Request
Reproduce the forum thread about Unicode support in Code::Blocks word for word.

Quoted text
────────────────

In the official release or SVN release, I find that Code::Blocks compiled with ANSI mode rather than UTF-8.
Because I am from Taiwan, some chinese words can not display in the Code::Blocks, even some simple comment.
So, I realy realy hole that it could support read utf-8 source code.
By the way, will the next offical release ship with the wx lib?? Or we need comiple the wx lib, it's not easy for begainer.
Thanks.
Hello,
AFAIK C::B RC2 supports UNICODE (http://forums.next.codeblocks.org/index.php?topic=1162.0).
You should compile wxWidgets with UNICODE and then C::B sources.
You can also download Therion's wxWindows 2.6.2 build (see http://paginas.terra.com.br/informatica/mauricio/codeblocks/). This package includes dll and static libraries for GCC 3.4.4 (both Unicode and NonUnicode).

────────────────

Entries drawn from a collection
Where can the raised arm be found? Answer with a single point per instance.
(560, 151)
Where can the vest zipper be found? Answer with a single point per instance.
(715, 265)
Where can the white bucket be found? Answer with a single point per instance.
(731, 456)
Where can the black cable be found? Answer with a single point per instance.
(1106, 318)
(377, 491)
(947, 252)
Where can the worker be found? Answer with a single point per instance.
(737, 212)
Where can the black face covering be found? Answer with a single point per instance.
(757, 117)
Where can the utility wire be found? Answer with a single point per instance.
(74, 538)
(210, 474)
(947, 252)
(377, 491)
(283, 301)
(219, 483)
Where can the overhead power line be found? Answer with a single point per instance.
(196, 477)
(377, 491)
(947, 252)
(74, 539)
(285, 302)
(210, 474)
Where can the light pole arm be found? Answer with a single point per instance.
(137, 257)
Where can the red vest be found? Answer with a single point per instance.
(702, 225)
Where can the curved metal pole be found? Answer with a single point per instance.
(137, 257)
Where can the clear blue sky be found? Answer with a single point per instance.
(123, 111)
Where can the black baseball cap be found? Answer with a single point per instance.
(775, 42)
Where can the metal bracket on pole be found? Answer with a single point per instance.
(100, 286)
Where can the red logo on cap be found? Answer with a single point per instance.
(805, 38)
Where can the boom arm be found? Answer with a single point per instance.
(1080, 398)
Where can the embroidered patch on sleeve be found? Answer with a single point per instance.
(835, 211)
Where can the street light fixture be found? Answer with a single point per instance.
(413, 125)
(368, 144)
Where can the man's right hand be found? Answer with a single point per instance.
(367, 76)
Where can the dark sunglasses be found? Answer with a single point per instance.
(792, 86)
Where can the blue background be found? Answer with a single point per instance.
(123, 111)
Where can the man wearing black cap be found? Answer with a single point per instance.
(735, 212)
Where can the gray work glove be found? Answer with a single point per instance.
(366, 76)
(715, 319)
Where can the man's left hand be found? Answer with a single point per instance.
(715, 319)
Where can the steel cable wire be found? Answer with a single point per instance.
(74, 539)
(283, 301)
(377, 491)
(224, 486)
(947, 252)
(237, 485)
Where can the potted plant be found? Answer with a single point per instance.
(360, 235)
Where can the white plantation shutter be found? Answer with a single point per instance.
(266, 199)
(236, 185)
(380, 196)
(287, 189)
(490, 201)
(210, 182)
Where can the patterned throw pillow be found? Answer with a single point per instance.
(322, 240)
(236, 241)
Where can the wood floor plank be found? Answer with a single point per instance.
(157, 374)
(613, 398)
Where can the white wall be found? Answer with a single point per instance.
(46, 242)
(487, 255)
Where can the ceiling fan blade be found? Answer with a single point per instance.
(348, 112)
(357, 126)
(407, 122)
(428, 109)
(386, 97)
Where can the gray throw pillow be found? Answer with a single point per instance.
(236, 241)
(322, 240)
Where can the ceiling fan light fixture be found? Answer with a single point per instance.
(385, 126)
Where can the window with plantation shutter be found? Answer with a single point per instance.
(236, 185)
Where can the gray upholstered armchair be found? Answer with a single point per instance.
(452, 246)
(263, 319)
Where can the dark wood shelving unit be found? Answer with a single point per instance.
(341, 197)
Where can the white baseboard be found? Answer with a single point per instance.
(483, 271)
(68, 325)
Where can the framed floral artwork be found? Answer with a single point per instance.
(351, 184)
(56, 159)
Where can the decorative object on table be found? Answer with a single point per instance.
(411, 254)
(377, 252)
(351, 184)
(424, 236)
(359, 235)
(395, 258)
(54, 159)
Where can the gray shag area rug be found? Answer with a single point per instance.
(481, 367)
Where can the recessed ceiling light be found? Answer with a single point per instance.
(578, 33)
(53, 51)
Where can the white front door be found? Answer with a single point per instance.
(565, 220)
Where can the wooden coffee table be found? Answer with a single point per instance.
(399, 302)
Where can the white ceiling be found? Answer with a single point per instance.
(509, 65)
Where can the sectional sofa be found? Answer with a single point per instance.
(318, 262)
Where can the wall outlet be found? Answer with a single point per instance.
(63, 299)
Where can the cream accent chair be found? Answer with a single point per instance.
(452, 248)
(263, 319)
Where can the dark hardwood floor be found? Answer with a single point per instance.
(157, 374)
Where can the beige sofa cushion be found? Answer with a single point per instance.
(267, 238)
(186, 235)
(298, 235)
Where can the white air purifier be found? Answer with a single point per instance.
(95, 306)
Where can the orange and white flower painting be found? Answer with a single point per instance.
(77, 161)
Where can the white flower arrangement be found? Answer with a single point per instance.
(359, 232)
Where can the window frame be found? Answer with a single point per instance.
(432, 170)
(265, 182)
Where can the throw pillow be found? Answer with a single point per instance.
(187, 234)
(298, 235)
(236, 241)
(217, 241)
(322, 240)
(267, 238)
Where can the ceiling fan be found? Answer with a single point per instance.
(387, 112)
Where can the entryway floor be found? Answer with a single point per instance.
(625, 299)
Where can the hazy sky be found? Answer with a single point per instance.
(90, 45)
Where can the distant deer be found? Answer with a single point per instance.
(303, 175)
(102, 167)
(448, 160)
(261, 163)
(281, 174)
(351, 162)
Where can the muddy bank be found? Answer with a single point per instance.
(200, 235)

────────────────

Finished answer
In the official release or SVN release, I find that Code::Blocks compiled with ANSI mode rather than UTF-8.
Because I am from Taiwan, some chinese words can not display in the Code::Blocks, even some simple comment.
So, I realy realy hole that it could support read utf-8 source code.
By the way, will the next offical release ship with the wx lib?? Or we need comiple the wx lib, it's not easy for begainer.
Thanks.
Hello,
AFAIK C::B RC2 supports UNICODE (http://forums.next.codeblocks.org/index.php?topic=1162.0).
You should compile wxWidgets with UNICODE and then C::B sources.
You can also download Therion's wxWindows 2.6.2 build (see http://paginas.terra.com.br/informatica/mauricio/codeblocks/). This package includes dll and static libraries for GCC 3.4.4 (both Unicode and NonUnicode).